▶ [Page extract]
-.-.-
We’re getting down to brass tacks on Dexter, and it’s hard to imagine how this is all going to pan out. He’s got more people watching him than ever before, and now Liddy has a DVD of him and Lumen in the pre-game show to an execution. And Jordan and Dexter know exactly who each other is, exchanging veiled threats as Dexter swabs Jordan for DNA. Who would have guessed that Jordan was the fat teenager? But he’s still a master manipulator, continuing to exert power over his first victim two decades later. “You made me what I am today,” he tells her, and that shouldn’t be taken as a compliment.
Deb is of the opinion that no one could go through what the barrel women endured and have a life again. There’s no coming back. And yet Lumen seemed to bounce back pretty well. There were a couple of well constructed moments during the episode, I thought. The seduction: Dexter putting Lumen’s necklace around her neck in Alex’s living room. His and her matching gloves. Lumen showing up in her black stealth outfit instead of a little black dress, and her entrance rendered Dexter momentarily speechless. Lumen admiring his knives. “One of these days you’re going to have to teach me how to do that,” she says as she watches him pick a lock. And I thought the misdirection that resulted from Lumen showing Dexter (and us) a possible killing chamber turned out nicely when Deb and Quinn entered Alex’s house. Pairs survive better in the wild, Dexter muses.
-.-.-
▶ [Data under study]
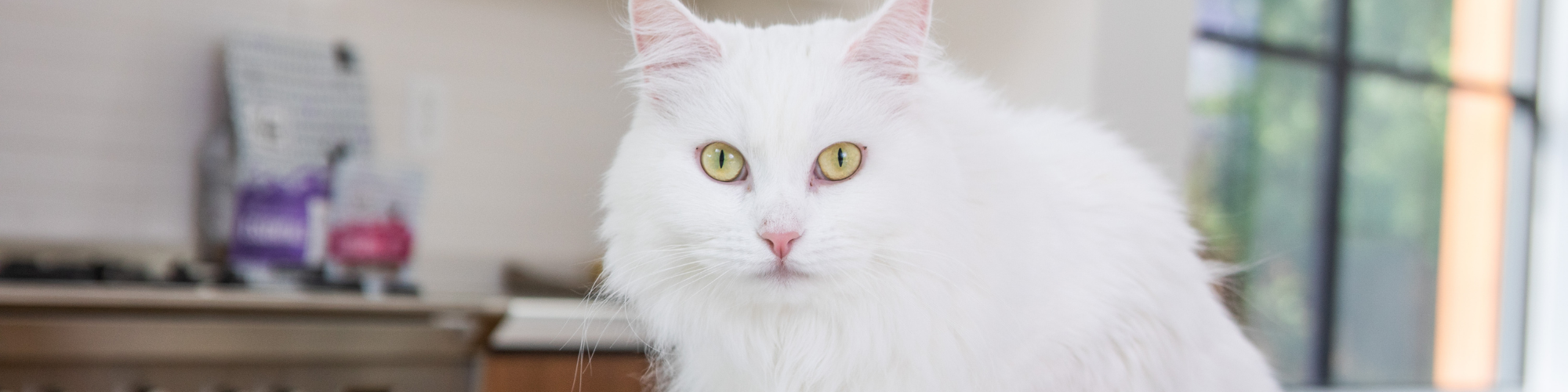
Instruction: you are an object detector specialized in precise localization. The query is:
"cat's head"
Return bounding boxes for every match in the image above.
[601,0,961,301]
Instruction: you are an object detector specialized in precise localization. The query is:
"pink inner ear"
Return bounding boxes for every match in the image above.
[845,0,931,83]
[630,0,720,71]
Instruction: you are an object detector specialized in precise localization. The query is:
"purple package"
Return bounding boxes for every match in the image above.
[229,174,328,268]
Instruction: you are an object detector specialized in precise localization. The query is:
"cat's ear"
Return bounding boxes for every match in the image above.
[844,0,931,83]
[629,0,720,75]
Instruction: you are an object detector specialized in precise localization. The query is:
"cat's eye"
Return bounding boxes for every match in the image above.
[698,141,746,182]
[817,141,861,180]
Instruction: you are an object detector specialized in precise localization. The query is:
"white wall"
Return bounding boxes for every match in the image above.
[1524,2,1568,392]
[0,0,1192,293]
[0,0,632,293]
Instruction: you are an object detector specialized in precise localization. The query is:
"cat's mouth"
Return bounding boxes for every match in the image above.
[759,260,809,282]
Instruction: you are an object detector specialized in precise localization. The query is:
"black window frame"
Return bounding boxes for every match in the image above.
[1196,0,1540,387]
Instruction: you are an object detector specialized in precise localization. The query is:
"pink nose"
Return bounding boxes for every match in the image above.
[759,232,800,260]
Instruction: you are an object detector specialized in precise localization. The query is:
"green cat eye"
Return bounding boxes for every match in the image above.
[698,141,746,182]
[817,141,861,180]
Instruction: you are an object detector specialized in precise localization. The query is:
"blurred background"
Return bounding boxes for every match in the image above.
[0,0,1568,390]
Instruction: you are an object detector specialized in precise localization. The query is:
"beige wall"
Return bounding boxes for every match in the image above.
[0,0,1192,293]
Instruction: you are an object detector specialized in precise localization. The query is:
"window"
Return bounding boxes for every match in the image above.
[1189,0,1538,389]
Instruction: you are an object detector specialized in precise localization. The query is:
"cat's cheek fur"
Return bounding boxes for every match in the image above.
[601,0,1279,392]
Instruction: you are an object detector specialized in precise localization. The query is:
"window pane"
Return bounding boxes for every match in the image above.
[1198,0,1262,36]
[1198,0,1328,50]
[1259,0,1333,50]
[1190,42,1325,384]
[1350,0,1454,75]
[1333,74,1447,386]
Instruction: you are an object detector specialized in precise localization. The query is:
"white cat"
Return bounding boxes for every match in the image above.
[601,0,1279,392]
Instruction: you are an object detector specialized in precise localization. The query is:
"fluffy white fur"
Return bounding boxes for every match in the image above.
[601,0,1279,392]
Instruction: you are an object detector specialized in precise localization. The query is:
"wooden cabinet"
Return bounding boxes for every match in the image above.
[481,351,648,392]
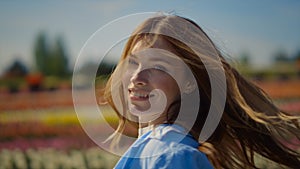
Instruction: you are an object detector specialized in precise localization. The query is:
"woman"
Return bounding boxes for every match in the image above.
[104,15,300,169]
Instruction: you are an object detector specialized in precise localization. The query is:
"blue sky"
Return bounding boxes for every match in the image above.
[0,0,300,73]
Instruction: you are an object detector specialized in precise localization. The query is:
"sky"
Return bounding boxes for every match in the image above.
[0,0,300,74]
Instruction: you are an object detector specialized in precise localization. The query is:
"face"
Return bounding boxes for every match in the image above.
[122,39,185,122]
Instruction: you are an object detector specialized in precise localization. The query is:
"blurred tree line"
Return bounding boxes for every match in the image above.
[34,32,70,78]
[233,49,300,80]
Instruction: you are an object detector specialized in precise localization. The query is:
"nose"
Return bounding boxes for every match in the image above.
[130,70,149,86]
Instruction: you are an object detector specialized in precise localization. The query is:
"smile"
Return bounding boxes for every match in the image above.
[128,89,154,100]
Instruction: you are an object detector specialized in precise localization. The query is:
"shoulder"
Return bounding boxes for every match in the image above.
[154,144,213,169]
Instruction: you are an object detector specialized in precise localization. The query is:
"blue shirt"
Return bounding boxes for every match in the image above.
[115,124,213,169]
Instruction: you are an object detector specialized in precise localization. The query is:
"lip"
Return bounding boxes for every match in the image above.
[128,88,154,101]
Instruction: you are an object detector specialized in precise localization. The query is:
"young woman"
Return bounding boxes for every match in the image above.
[104,15,300,169]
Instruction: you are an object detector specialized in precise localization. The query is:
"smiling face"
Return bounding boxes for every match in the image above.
[122,38,185,122]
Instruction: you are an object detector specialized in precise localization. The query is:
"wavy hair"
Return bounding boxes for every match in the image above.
[103,15,300,169]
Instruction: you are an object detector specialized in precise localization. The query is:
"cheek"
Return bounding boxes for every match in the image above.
[156,78,180,103]
[121,71,132,88]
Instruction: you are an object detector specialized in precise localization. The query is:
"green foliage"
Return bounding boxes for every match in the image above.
[34,32,70,77]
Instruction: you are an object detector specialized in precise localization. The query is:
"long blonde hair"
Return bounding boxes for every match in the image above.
[104,15,300,169]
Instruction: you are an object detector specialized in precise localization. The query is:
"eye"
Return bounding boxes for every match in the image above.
[128,59,138,65]
[153,65,167,72]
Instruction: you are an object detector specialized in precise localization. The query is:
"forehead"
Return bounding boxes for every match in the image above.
[131,36,178,55]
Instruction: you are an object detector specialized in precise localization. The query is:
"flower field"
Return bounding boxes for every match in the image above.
[0,80,300,169]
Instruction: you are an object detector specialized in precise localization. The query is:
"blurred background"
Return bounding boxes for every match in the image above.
[0,0,300,169]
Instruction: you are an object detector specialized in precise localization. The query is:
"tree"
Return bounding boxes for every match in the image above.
[49,36,69,77]
[34,32,70,77]
[274,50,290,63]
[5,59,28,77]
[34,32,50,75]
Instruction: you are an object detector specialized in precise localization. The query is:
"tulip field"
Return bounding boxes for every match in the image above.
[0,80,300,169]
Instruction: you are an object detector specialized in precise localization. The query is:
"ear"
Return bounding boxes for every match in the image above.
[183,81,197,94]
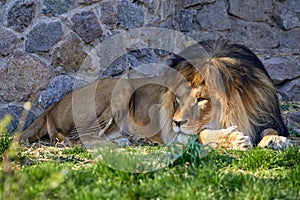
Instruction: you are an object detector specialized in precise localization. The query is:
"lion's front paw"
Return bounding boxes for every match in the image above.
[217,127,252,151]
[257,135,290,150]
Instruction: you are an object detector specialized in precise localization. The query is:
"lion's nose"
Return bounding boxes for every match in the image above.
[173,120,187,127]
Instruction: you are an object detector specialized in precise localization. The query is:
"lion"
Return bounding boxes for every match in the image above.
[20,40,289,150]
[165,40,289,150]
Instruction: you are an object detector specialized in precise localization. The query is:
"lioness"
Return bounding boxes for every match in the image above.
[21,40,288,150]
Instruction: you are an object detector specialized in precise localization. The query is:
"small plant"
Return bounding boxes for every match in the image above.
[0,115,12,155]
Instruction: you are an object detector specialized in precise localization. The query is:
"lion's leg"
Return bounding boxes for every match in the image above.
[257,128,290,150]
[199,126,252,150]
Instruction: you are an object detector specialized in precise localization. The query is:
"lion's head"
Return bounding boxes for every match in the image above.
[161,40,287,143]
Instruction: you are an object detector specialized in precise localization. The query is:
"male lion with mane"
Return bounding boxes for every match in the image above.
[21,40,289,150]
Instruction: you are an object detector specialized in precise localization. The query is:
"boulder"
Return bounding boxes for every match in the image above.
[25,21,63,52]
[0,52,53,102]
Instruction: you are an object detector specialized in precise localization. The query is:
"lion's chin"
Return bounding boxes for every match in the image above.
[173,126,199,136]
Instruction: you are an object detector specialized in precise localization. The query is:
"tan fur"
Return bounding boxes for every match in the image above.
[21,41,288,150]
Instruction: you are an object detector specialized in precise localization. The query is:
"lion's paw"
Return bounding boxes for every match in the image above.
[257,135,290,150]
[217,127,252,151]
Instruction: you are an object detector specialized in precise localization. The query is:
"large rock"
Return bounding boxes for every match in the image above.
[0,52,53,102]
[117,0,144,29]
[275,9,300,30]
[0,26,18,56]
[38,75,74,110]
[287,111,300,136]
[280,28,300,49]
[52,39,87,72]
[7,0,36,32]
[96,1,117,29]
[278,78,300,101]
[25,21,63,52]
[274,0,300,30]
[262,57,300,85]
[182,0,216,8]
[101,55,131,78]
[227,20,280,49]
[175,10,196,31]
[0,105,37,133]
[229,0,273,21]
[42,0,73,16]
[196,1,230,31]
[76,0,101,5]
[71,10,103,43]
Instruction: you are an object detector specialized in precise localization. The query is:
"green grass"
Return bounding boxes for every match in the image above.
[0,144,300,199]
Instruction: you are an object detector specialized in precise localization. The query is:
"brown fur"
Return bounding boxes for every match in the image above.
[170,40,288,148]
[21,41,288,149]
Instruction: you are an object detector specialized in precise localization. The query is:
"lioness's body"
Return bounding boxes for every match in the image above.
[21,40,288,149]
[21,77,173,143]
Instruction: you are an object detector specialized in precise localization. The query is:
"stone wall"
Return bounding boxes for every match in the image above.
[0,0,300,131]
-.-.-
▶ [Using the information]
1. Write out the passage of the Dexter recap that begins with the words containing "Deb is of the" and ends with "wild, Dexter muses.", copying it word for word.
2. Pick up the Dexter recap after its final sentence and write the next part.

▶ [List of answers]
1.
Deb is of the opinion that no one could go through what the barrel women endured and have a life again. There’s no coming back. And yet Lumen seemed to bounce back pretty well. There were a couple of well constructed moments during the episode, I thought. The seduction: Dexter putting Lumen’s necklace around her neck in Alex’s living room. His and her matching gloves. Lumen showing up in her black stealth outfit instead of a little black dress, and her entrance rendered Dexter momentarily speechless. Lumen admiring his knives. “One of these days you’re going to have to teach me how to do that,” she says as she watches him pick a lock. And I thought the misdirection that resulted from Lumen showing Dexter (and us) a possible killing chamber turned out nicely when Deb and Quinn entered Alex’s house. Pairs survive better in the wild, Dexter muses.

2.
A few commentators I read today expressed concern that we still don’t know how Lumen ended up in Jordan’s grasp, and that there might still be a gotcha moment coming with regard to that. That never occurred to me at all, and I don’t know where they’re coming from, to be honest. And it looks like they may be laying the ground work for Deb to figure out Dexter’s secret. A few times now she has expressed sympathies that are similar to his. This week, after being forced to watch all those DVDs that appalled even Dexter, she identifies herself as the kind of person who might be eliminating these killers.
When Alex tries to put the blame of Jordan for making him do things that he would never otherwise have done, Lumen almost leaps at him. “No. You made me do things I never would have done. Ever. Ever.” When it came time for her to do the deed, she didn’t hesitate. Being too short, she climbed up on the bench and plunged the knife into Alex’s chest. Murder is an aphrodisiac—who knew? I found myself wondering if Liddy was still watching, the sleazeball. “With Lumen I’m someone different. In her eyes I’m not a monster at all.”